Dataset entries:

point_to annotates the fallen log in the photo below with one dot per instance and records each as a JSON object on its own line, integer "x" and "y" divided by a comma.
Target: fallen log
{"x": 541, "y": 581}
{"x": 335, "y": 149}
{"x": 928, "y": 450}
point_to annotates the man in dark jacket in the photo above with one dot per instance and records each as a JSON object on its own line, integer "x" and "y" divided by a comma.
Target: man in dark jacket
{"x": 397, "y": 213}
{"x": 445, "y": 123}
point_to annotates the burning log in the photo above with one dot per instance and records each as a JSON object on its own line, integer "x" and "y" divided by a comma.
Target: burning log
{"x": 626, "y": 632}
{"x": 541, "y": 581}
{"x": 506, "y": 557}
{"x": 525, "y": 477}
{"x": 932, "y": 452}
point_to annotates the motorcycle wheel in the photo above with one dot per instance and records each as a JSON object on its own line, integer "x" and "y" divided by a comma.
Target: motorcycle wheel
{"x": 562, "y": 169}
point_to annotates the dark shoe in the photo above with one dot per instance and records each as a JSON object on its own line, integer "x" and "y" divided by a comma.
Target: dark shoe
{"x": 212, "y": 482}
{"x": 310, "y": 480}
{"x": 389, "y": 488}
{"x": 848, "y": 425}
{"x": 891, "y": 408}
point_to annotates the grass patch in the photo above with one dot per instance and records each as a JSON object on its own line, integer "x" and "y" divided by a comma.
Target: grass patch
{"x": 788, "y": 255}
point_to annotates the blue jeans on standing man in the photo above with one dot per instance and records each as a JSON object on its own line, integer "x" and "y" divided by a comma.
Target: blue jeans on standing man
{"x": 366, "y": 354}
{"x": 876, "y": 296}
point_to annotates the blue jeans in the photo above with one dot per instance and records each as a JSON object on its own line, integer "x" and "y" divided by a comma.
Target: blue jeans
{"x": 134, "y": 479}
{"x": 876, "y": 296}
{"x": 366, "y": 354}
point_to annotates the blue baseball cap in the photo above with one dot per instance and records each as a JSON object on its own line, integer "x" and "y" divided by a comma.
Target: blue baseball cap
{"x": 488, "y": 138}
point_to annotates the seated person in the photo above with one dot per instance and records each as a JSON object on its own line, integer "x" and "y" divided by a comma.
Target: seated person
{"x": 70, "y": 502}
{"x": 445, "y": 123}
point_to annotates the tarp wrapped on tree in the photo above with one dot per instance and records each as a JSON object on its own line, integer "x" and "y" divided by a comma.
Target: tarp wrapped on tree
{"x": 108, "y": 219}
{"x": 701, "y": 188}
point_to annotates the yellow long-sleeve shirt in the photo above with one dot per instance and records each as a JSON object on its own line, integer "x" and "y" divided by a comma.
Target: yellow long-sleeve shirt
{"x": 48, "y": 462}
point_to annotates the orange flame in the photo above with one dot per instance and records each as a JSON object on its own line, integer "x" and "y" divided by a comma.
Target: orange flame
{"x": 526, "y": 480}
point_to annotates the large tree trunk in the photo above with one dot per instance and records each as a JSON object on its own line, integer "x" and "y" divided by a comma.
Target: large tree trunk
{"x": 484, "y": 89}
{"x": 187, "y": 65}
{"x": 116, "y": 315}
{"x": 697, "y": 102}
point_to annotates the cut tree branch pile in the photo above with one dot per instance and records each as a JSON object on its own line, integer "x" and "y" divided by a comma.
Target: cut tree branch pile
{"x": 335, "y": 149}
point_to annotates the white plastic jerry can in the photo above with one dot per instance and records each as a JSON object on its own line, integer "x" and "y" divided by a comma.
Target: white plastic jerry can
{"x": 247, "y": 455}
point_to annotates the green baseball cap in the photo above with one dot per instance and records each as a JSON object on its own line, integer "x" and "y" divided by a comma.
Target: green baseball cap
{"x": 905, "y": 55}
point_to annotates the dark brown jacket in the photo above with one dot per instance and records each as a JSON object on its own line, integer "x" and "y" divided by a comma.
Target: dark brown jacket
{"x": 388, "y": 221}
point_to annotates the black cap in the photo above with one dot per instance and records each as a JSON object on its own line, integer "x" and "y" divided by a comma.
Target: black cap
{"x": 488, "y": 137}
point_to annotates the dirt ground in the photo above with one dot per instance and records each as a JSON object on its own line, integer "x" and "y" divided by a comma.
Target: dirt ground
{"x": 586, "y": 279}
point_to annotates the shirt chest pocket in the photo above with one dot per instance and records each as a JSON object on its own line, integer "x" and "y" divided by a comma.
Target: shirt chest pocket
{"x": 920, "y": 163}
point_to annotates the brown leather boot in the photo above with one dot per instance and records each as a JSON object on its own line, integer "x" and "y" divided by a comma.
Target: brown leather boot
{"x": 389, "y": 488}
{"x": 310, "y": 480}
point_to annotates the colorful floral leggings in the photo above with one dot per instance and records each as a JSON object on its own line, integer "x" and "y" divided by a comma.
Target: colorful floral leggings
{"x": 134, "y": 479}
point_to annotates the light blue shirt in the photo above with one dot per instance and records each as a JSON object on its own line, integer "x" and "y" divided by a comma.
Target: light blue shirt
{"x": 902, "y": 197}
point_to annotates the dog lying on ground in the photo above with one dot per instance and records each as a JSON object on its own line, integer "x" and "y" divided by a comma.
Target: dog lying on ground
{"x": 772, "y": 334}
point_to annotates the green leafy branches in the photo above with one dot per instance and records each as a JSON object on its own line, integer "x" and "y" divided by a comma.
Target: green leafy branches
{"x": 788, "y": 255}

:: Task brief ::
Extract the full set of entries word for word.

:: Solution to the exercise ::
point_to annotates the fallen log in the photo below with one dot per instance and records each as a JSON object on its own line, integer "x" and "y" divided by a comma.
Target: fallen log
{"x": 541, "y": 581}
{"x": 335, "y": 149}
{"x": 928, "y": 450}
point_to annotates the man in dark jacket in the photo above with one dot per instance and records each as a JSON object on its own line, integer "x" and "y" divided by a comma.
Target: man in dark jacket
{"x": 397, "y": 213}
{"x": 445, "y": 123}
point_to annotates the burning log in the photo above with one dot per instance and records each as a JSON object on its own line, integer "x" and "y" divided by a comma.
Target: burning log
{"x": 626, "y": 632}
{"x": 541, "y": 581}
{"x": 506, "y": 557}
{"x": 525, "y": 477}
{"x": 932, "y": 452}
point_to annotates the motorcycle wheel in the photo above with one dot per instance and records each as a JSON object on its own line, integer "x" and "y" divided by a comma.
Target: motorcycle wheel
{"x": 562, "y": 169}
point_to annotates the dark shoe in the photo above with one dot per instance and records each as a JSON object on its own line, integer "x" and "y" divided by a comma.
Target: dark shoe
{"x": 212, "y": 482}
{"x": 310, "y": 480}
{"x": 389, "y": 488}
{"x": 848, "y": 425}
{"x": 891, "y": 408}
point_to annotates the grass patch in the photo above with one dot per instance and records each as a JSON object on its own line, integer "x" and "y" divided by a comma.
Target: grass patch
{"x": 788, "y": 255}
point_to annotates the blue jeans on standing man in the photo above with one dot per instance and records each as a JSON object on its own line, integer "x" and "y" divided by a comma.
Target: blue jeans on standing man
{"x": 366, "y": 354}
{"x": 876, "y": 296}
point_to annotates the blue jeans in the photo above with one dot per instance and records each as a JSON object on its own line, integer "x" and "y" divided by a comma.
Target: blue jeans
{"x": 134, "y": 479}
{"x": 876, "y": 296}
{"x": 366, "y": 354}
point_to annotates the blue baseball cap in the photo above with one dot per instance and records each as a JSON object on its own line, integer "x" and "y" divided by a comma.
Target: blue baseball cap
{"x": 488, "y": 138}
point_to annotates the seated person in the photo above with one dot per instance and records each as a JSON object on its own line, integer "x" and "y" divided by a comma.
Target: seated person
{"x": 70, "y": 502}
{"x": 445, "y": 123}
point_to annotates the tarp wrapped on tree in the photo above with one dot per instance and records each as a JSON object on its own line, integer "x" and "y" divided by a comma.
Target: tarp wrapped on tree
{"x": 108, "y": 219}
{"x": 701, "y": 188}
point_to annotates the yellow long-sleeve shirt in the photo above with one dot per instance and records each as a JSON object on its own line, integer "x" and "y" divided by a comma.
Target: yellow long-sleeve shirt
{"x": 48, "y": 462}
point_to annotates the orange flame in the photo above with one dot per instance and records each as a JSON object on its own line, integer "x" and "y" divided by a comma.
Target: orange flame
{"x": 526, "y": 480}
point_to annotates the large tree trunk in the photo above with one dot per instance and records each as a JSON object on its own line, integer "x" and "y" divided by a comma.
Target: large tree trunk
{"x": 484, "y": 89}
{"x": 187, "y": 65}
{"x": 116, "y": 315}
{"x": 697, "y": 102}
point_to annotates the cut tree branch pile in the photo above with one dot per instance and records each as a JSON object on its own line, integer "x" and "y" divided by a comma.
Target: cut tree branch pile
{"x": 335, "y": 149}
point_to annotates the white plastic jerry can in the photo above with one dot per instance and records each as a JSON object on its own line, integer "x" and "y" divided by a comma.
Target: white plastic jerry can
{"x": 247, "y": 455}
point_to annotates the green baseball cap in the photo above with one dot per instance and records each as a JSON object on its own line, integer "x" and "y" divided by a comma.
Target: green baseball cap
{"x": 905, "y": 55}
point_to annotates the dark brown jacket in the photo above with one dot per instance and records each as a JSON object on its own line, integer "x" and "y" divided by a comma.
Target: dark brown jacket
{"x": 388, "y": 221}
point_to annotates the black cap in the photo above with one dot per instance and records each as a JSON object on its own line, integer "x" and "y" divided by a comma.
Target: black cap
{"x": 488, "y": 137}
point_to annotates the dirt ground in the photo above with one dot per instance and records each as a JSON object on its own line, integer "x" and "y" divided by a comma.
Target: dirt ground
{"x": 586, "y": 279}
point_to annotates the shirt chest pocket in the photo above with one dot per instance and records each as a JSON object on its own line, integer "x" and "y" divided by a comma.
Target: shirt chest pocket
{"x": 920, "y": 163}
point_to annotates the brown leather boot in the photo above with one dot per instance and records each as a JSON object on its own line, integer "x" and "y" divided by a comma.
Target: brown leather boot
{"x": 389, "y": 488}
{"x": 310, "y": 480}
point_to annotates the colorful floral leggings in the photo above with one dot per instance and records each as a JSON object on its own line, integer "x" and "y" divided by a comma.
Target: colorful floral leggings
{"x": 134, "y": 479}
point_to annotates the light blue shirt in the photo above with one dot per instance and records each as a JSON object on its own line, integer "x" and "y" divided by a comma.
Target: light blue shirt
{"x": 902, "y": 197}
point_to annotates the dog lying on ground in the photo above with one dot per instance and records each as a JSON object on its own line, integer "x" and "y" divided by a comma.
Target: dog lying on ground
{"x": 772, "y": 334}
point_to annotates the green leafy branches in the photo above with one dot per instance and records each as a JSON object on its own line, integer "x" and "y" divided by a comma.
Target: green leafy branches
{"x": 788, "y": 255}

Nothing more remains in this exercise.